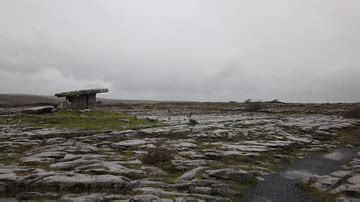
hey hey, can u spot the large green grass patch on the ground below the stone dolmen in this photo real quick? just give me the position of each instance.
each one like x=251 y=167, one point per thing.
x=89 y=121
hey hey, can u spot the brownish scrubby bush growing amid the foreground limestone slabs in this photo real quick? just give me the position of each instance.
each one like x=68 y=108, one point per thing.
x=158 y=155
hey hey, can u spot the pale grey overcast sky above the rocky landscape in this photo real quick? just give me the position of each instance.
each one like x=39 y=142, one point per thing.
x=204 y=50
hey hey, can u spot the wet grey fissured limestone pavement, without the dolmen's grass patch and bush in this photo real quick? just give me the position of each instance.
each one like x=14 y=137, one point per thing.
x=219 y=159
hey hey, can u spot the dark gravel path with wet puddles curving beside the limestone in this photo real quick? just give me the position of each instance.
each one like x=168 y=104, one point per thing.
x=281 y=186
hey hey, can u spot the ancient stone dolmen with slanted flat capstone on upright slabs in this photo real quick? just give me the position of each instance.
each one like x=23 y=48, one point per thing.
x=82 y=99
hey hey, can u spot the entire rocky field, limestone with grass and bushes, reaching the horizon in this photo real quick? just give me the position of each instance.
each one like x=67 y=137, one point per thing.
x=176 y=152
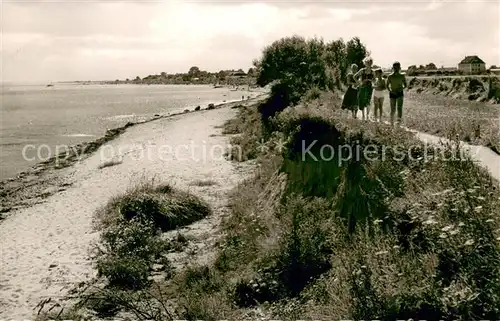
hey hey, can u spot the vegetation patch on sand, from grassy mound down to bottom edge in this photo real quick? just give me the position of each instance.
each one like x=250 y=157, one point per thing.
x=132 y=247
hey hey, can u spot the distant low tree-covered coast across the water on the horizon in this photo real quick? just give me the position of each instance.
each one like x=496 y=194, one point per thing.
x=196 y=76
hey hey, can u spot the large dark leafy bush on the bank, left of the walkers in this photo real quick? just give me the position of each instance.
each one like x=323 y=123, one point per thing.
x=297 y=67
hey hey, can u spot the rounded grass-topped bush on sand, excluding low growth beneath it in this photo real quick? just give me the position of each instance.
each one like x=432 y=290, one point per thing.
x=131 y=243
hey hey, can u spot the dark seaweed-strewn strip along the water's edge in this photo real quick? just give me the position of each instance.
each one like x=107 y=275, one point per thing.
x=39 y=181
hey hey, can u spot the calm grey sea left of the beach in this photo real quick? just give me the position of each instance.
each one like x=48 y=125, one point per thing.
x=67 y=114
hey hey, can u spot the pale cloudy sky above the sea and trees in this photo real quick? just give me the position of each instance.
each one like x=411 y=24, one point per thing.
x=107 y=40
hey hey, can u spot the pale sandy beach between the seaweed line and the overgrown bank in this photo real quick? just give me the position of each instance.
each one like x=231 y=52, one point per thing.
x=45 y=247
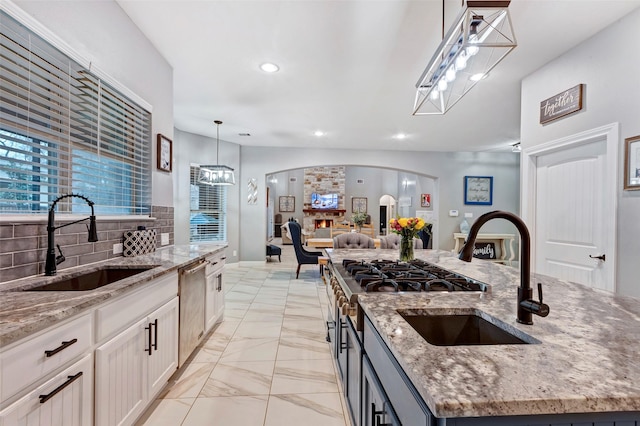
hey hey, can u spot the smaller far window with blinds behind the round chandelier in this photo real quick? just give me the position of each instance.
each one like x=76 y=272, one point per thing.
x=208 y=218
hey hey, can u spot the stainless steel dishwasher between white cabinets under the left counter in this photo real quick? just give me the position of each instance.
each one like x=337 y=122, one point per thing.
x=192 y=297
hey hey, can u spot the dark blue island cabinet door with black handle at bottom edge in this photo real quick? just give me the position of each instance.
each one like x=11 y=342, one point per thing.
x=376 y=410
::::::
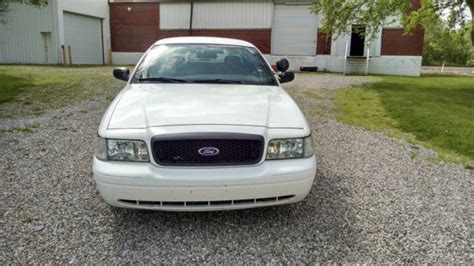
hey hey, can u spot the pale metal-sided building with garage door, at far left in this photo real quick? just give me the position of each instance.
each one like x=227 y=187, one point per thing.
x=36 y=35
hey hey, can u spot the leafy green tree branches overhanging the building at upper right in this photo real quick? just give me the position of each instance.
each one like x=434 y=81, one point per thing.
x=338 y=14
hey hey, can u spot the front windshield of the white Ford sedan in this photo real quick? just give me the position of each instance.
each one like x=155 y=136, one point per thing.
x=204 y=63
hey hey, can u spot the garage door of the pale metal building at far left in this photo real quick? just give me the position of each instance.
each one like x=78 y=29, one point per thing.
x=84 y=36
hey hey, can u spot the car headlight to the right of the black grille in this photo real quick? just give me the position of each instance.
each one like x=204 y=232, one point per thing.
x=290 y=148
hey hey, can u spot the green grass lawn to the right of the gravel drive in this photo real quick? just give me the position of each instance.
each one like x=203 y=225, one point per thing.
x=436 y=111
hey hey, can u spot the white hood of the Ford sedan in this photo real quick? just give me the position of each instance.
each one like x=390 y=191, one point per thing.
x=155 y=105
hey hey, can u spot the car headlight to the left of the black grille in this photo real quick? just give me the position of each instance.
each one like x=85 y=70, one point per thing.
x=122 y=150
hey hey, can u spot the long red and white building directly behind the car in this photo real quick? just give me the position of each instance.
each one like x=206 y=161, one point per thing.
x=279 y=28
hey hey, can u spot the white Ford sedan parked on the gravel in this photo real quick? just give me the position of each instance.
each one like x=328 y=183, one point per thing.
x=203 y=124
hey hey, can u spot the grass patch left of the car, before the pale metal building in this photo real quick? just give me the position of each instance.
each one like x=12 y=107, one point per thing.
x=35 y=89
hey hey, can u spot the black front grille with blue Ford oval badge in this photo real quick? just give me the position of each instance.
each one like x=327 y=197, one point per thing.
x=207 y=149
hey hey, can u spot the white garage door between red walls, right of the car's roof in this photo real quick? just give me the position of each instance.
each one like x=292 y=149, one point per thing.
::::::
Within the data above, the lines from the one with "hey hey, can u spot the white Ford" to the one with "hey hey, can u spot the grass" must be repeated exactly; no other line belongs in the answer.

* **EXERCISE OUTPUT**:
hey hey, can u spot the white Ford sedan parked on the gravel in this photo real quick? just give me the position of each instance.
each one like x=328 y=183, one point per thing.
x=203 y=124
hey hey, can u spot the grass patch left of the car, before the pale metal building in this photo real quick? just give me the position of each instance.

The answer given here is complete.